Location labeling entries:
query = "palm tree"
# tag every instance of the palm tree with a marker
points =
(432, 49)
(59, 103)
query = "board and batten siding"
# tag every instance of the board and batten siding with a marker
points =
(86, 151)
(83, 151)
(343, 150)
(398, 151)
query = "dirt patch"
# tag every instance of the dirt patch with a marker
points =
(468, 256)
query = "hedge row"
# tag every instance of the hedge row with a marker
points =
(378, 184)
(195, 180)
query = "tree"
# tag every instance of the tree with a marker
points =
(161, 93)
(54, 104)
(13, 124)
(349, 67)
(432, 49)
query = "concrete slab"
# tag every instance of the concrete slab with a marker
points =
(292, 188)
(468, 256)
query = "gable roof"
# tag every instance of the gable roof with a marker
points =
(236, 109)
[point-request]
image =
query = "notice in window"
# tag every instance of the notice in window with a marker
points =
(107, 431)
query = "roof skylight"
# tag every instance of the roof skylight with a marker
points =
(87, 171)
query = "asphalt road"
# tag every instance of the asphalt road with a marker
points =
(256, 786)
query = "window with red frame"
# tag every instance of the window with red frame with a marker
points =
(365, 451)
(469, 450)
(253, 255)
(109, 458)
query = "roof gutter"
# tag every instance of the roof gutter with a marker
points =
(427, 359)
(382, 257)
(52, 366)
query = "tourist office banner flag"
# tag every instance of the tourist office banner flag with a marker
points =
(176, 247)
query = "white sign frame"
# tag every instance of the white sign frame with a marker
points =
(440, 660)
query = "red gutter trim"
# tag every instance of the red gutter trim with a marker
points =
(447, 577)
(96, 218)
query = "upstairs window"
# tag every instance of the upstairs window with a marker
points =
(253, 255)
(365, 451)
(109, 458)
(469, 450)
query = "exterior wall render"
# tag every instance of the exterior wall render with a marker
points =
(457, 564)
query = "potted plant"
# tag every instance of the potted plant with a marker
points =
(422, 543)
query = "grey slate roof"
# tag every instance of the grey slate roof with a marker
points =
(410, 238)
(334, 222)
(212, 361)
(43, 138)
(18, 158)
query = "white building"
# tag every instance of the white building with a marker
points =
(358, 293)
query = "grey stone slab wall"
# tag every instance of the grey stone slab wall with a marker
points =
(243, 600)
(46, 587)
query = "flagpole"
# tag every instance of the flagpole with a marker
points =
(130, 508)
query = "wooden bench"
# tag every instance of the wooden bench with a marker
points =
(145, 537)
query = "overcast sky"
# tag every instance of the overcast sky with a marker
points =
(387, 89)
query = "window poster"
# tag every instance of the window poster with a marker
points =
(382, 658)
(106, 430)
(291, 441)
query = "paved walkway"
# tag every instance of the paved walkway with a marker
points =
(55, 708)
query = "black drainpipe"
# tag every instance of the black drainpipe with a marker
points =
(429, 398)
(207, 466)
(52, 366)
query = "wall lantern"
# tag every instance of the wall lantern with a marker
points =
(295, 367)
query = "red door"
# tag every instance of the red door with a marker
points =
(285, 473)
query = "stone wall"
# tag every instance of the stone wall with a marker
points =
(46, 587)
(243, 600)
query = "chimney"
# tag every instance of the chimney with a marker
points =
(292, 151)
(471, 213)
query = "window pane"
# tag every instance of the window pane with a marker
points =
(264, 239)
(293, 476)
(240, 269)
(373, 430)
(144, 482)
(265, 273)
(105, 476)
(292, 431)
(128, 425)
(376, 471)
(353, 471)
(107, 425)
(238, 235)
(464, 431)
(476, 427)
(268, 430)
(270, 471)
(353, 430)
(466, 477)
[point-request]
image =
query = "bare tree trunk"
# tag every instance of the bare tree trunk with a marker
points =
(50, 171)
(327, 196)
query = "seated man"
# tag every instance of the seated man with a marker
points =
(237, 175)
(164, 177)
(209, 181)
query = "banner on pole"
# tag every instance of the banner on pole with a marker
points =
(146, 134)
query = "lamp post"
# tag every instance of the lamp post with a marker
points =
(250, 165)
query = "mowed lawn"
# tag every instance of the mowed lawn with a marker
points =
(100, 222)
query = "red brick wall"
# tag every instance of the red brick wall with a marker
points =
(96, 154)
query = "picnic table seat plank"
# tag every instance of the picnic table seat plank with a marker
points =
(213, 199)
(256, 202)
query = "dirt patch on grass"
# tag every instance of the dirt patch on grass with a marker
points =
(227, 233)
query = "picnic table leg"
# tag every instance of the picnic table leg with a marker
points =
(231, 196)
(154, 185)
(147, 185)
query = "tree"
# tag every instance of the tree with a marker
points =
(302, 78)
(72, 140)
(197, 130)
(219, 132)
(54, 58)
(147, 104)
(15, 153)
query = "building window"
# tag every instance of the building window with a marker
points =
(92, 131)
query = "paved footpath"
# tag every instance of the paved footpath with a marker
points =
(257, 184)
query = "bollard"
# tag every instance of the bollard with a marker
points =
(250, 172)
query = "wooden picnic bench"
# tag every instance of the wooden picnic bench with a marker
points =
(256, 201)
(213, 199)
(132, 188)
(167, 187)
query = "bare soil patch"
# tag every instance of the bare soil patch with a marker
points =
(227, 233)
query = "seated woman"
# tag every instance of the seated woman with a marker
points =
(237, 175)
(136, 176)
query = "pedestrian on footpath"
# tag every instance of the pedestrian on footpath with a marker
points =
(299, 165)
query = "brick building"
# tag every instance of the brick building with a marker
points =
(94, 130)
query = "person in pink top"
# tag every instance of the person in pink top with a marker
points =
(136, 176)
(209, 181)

**WORK TO DO**
Count the lines of the entries that contain the string "bollard", matching case exactly, and give only the number.

**RESULT**
2